Problem statement =>
Please repeat, unchanged, everything in the records from the line containing "Would you be able to tag each instance of the triangular" down to the final line of the records.

Input data =>
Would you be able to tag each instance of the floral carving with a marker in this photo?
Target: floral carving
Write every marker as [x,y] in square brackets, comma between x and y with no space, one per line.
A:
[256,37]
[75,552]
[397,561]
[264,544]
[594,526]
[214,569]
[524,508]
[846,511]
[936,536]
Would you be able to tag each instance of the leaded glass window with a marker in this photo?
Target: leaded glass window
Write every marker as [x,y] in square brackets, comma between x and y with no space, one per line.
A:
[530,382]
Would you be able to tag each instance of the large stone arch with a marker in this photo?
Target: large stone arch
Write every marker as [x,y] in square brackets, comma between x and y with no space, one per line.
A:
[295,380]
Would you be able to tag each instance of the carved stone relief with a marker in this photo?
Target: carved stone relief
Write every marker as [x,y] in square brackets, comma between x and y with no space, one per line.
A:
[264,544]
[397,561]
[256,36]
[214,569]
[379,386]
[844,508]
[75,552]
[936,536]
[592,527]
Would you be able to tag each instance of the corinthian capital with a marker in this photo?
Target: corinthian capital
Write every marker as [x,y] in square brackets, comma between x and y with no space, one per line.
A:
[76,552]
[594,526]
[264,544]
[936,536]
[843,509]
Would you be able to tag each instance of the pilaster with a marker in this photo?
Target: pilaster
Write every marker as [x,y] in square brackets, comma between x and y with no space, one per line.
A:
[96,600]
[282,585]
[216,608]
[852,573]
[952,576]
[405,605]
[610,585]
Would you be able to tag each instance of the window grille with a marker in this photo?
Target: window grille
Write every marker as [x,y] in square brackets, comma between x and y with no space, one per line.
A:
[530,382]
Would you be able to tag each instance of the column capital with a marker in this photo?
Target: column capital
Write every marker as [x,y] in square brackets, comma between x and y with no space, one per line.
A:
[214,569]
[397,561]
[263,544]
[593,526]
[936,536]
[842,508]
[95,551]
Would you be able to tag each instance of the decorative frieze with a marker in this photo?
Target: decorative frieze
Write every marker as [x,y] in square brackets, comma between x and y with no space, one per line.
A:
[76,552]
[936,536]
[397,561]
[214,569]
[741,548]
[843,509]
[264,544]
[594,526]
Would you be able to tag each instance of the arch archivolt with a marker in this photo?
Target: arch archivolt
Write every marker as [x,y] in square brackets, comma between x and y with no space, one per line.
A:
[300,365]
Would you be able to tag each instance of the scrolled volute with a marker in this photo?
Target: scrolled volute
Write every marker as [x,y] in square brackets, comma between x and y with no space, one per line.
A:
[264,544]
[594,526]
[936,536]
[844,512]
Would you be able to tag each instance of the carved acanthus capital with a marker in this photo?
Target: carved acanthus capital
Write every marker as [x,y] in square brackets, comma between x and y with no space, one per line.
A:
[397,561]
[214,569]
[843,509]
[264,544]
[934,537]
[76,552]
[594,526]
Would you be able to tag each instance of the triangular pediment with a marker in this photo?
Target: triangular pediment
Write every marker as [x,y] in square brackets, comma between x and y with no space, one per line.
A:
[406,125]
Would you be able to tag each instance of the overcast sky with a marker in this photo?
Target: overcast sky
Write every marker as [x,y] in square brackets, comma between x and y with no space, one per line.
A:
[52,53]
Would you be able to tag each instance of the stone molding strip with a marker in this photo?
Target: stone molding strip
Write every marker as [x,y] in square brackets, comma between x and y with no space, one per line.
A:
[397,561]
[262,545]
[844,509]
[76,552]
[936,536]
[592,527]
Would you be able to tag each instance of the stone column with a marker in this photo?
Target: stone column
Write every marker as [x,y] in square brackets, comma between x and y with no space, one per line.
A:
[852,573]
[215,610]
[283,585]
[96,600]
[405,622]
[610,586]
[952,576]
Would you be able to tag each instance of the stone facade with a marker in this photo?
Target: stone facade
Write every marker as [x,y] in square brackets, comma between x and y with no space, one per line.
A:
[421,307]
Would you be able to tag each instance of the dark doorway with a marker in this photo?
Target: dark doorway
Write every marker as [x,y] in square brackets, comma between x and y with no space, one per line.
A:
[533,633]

Response to the task =>
Would you be able to tag each instance of the triangular pediment with a marker in this photo?
Target: triangular pediment
Write every marker as [x,y] in square brackets, comma between x and y with no space, one per line.
A:
[406,125]
Would you be able to tag each instance of the overcast sky with a marker in this photo?
Target: overcast sky
Write every marker as [x,y] in square brackets, comma between x and y with no space, one per line.
A:
[52,53]
Would you be able to tag each instance of the stone molding strip with a marker in this photo?
Target: stone molding strip
Write every marker as [x,y] in square brackets, comma between x and y with no space, one per line.
A:
[397,561]
[262,545]
[844,509]
[76,552]
[936,536]
[592,527]
Would you be able to tag each instance of the stone column with a marker in this photo?
Target: stone column
Write every marker as [x,y] in square brackets, comma between x and y with no space, one per line.
A:
[852,573]
[215,610]
[283,585]
[96,600]
[405,622]
[610,586]
[952,576]
Would you be able to tag each instance of the stone facade with a marker in this photo?
Target: stone facade
Write every marker as [x,y] in square brackets, comma between x and y with no space, one per line.
A:
[421,307]
Would you be able to tag each instance of the dark doorway with a marker in this photo?
Target: dark doorway
Write every marker as [x,y] in square brackets, comma between x and y with no space, one per line.
A:
[533,633]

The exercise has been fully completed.